> **OBJECTIVE**:
Please give the entries again in full and exactly, without any picture.

=== EXTRACTED MATERIAL ===

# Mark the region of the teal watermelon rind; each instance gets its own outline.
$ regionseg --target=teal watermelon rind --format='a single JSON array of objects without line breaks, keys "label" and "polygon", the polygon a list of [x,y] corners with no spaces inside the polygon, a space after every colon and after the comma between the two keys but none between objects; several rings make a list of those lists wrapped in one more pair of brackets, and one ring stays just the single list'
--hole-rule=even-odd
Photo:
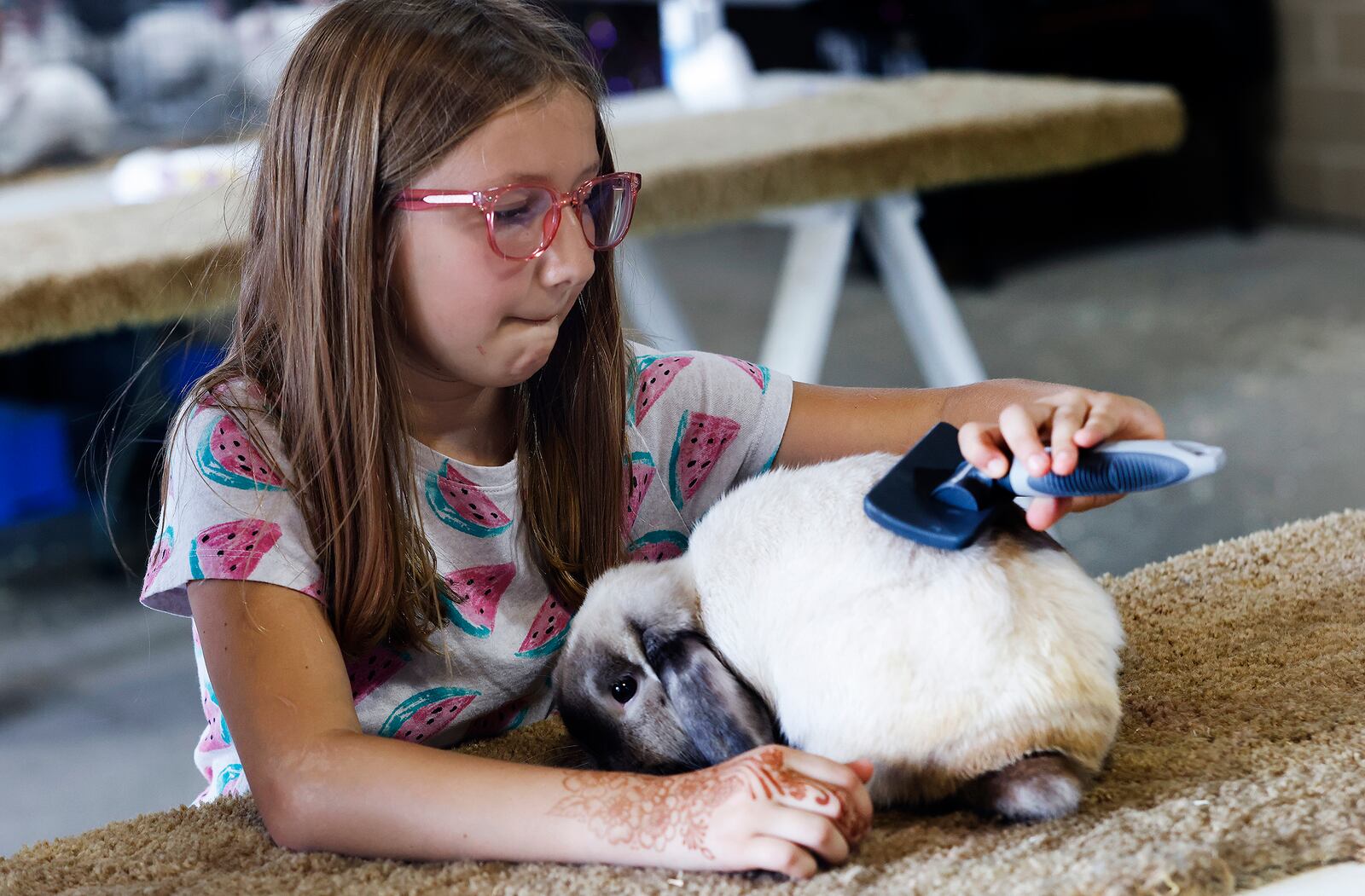
[{"label": "teal watermelon rind", "polygon": [[470,690],[468,687],[430,687],[427,690],[418,691],[399,704],[397,709],[389,713],[389,717],[384,720],[382,726],[379,726],[379,736],[392,738],[408,719],[431,704],[450,700],[452,697],[478,697],[479,693],[480,691]]},{"label": "teal watermelon rind", "polygon": [[246,488],[248,491],[281,491],[280,486],[272,483],[263,483],[258,479],[250,476],[243,476],[242,473],[233,473],[213,456],[213,435],[218,431],[218,420],[214,420],[203,432],[203,439],[199,442],[199,454],[195,458],[198,461],[199,472],[205,475],[210,481],[218,483],[220,486],[227,486],[228,488]]},{"label": "teal watermelon rind", "polygon": [[[212,574],[205,573],[202,565],[199,563],[199,544],[201,544],[201,539],[206,533],[209,533],[209,532],[225,532],[225,531],[228,531],[229,526],[233,526],[233,525],[240,526],[243,524],[247,528],[250,528],[250,526],[258,526],[261,529],[261,533],[258,533],[258,543],[261,544],[261,550],[258,552],[254,552],[250,556],[242,558],[242,563],[244,563],[246,567],[242,570],[240,574],[235,574],[235,576],[221,574],[220,576],[218,570],[214,570]],[[207,529],[205,529],[203,532],[201,532],[198,537],[195,537],[194,540],[190,541],[190,578],[192,578],[192,580],[201,580],[201,578],[246,580],[248,576],[251,576],[251,571],[261,562],[261,558],[265,556],[270,551],[270,548],[274,547],[276,541],[280,540],[280,535],[281,535],[280,525],[276,524],[276,522],[266,522],[265,520],[233,520],[231,522],[221,522],[221,524],[218,524],[216,526],[209,526]],[[210,558],[210,559],[213,559],[213,558]]]},{"label": "teal watermelon rind", "polygon": [[[437,471],[427,473],[426,488],[423,491],[426,492],[427,506],[431,507],[431,511],[437,516],[437,518],[457,532],[472,535],[476,539],[491,539],[497,535],[502,535],[512,525],[512,518],[506,517],[506,514],[504,514],[506,522],[497,526],[483,526],[472,520],[461,517],[455,507],[450,506],[450,502],[445,499],[445,495],[441,494],[441,473]],[[487,501],[487,498],[485,498],[485,501]]]},{"label": "teal watermelon rind", "polygon": [[564,627],[560,629],[558,634],[556,634],[553,638],[550,638],[549,641],[546,641],[541,646],[531,648],[530,651],[517,651],[516,656],[520,656],[523,659],[528,659],[528,657],[538,657],[538,656],[549,656],[550,653],[554,653],[561,646],[564,646],[564,638],[566,638],[568,634],[569,634],[569,625],[571,625],[569,622],[565,622]]},{"label": "teal watermelon rind", "polygon": [[684,410],[678,417],[678,432],[673,436],[673,450],[669,453],[669,498],[673,506],[682,510],[682,490],[678,487],[678,453],[682,450],[682,435],[687,432],[687,421],[692,416],[691,410]]},{"label": "teal watermelon rind", "polygon": [[674,532],[672,529],[655,529],[654,532],[646,532],[644,535],[642,535],[640,537],[637,537],[635,541],[631,541],[631,544],[627,546],[627,554],[633,556],[636,551],[639,551],[642,548],[652,547],[652,546],[661,544],[661,543],[663,543],[663,544],[672,544],[672,546],[677,547],[678,548],[678,554],[682,554],[682,552],[687,551],[687,536],[685,535],[682,535],[681,532]]}]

===

> **RESULT OF THE TASK**:
# Mark the region of the teal watermelon rind; each instance gets its own outline.
$ regionseg --target=teal watermelon rind --format='a single JSON array of objects without line breaks, keys "label" and "polygon", the polygon a list of [x,y] corners with no spaces inside the polygon, a space after every colon and after the comma between the two keys but none between objects; several rings make a list of those lists wrapped in one more pair of brackets, and one ring stays just the single list'
--hole-rule=even-odd
Photo:
[{"label": "teal watermelon rind", "polygon": [[470,690],[468,687],[430,687],[427,690],[418,691],[399,704],[397,709],[389,713],[389,717],[384,720],[382,726],[379,726],[379,736],[392,738],[408,719],[431,704],[450,700],[452,697],[478,697],[479,693],[480,691]]},{"label": "teal watermelon rind", "polygon": [[246,488],[248,491],[281,491],[280,486],[272,483],[263,483],[258,479],[250,476],[243,476],[242,473],[233,473],[213,456],[213,435],[218,431],[218,420],[214,420],[203,432],[203,439],[199,442],[199,454],[195,458],[198,461],[199,472],[205,475],[210,481],[218,483],[220,486],[227,486],[228,488]]},{"label": "teal watermelon rind", "polygon": [[[212,574],[205,573],[202,565],[199,563],[199,544],[201,544],[201,539],[206,533],[209,533],[209,532],[225,532],[225,531],[228,531],[229,526],[233,526],[233,525],[240,526],[243,524],[247,528],[250,528],[250,526],[258,526],[261,529],[261,533],[258,533],[258,543],[261,544],[261,550],[258,552],[254,552],[250,556],[242,558],[242,563],[244,563],[246,567],[242,570],[240,574],[235,574],[235,576],[221,574],[220,576],[218,570],[214,570]],[[207,529],[205,529],[203,532],[201,532],[198,537],[195,537],[194,540],[190,541],[190,578],[192,578],[192,580],[201,580],[201,578],[246,580],[248,576],[251,576],[251,571],[261,562],[261,558],[265,556],[270,551],[270,548],[274,547],[276,541],[280,540],[280,535],[281,535],[280,525],[276,524],[276,522],[266,522],[265,520],[233,520],[231,522],[221,522],[221,524],[218,524],[216,526],[209,526]],[[210,558],[210,559],[213,559],[213,558]]]},{"label": "teal watermelon rind", "polygon": [[[437,471],[427,473],[426,488],[423,491],[426,492],[427,506],[431,507],[431,511],[437,516],[437,518],[457,532],[472,535],[476,539],[491,539],[497,535],[502,535],[512,525],[512,518],[506,517],[506,514],[504,514],[506,522],[497,526],[483,526],[472,520],[461,517],[455,507],[450,506],[450,502],[445,499],[445,495],[441,494],[441,473]],[[487,501],[487,498],[485,498],[485,501]]]},{"label": "teal watermelon rind", "polygon": [[564,627],[560,629],[558,634],[556,634],[553,638],[550,638],[549,641],[546,641],[541,646],[531,648],[530,651],[517,651],[516,656],[520,656],[523,659],[528,659],[528,657],[538,657],[538,656],[549,656],[550,653],[554,653],[561,646],[564,646],[564,638],[566,638],[568,634],[569,634],[569,625],[571,625],[569,622],[565,622]]},{"label": "teal watermelon rind", "polygon": [[684,410],[678,417],[678,432],[673,436],[673,450],[669,453],[669,498],[673,506],[682,510],[682,490],[678,487],[678,453],[682,450],[682,435],[687,432],[687,421],[692,416],[691,410]]},{"label": "teal watermelon rind", "polygon": [[674,532],[672,529],[655,529],[654,532],[646,532],[644,535],[642,535],[640,537],[637,537],[635,541],[631,541],[631,544],[627,546],[627,554],[633,556],[636,551],[639,551],[642,548],[652,547],[652,546],[661,544],[661,543],[663,543],[663,544],[672,544],[672,546],[677,547],[678,548],[678,554],[682,554],[682,552],[687,551],[687,536],[685,535],[682,535],[681,532]]}]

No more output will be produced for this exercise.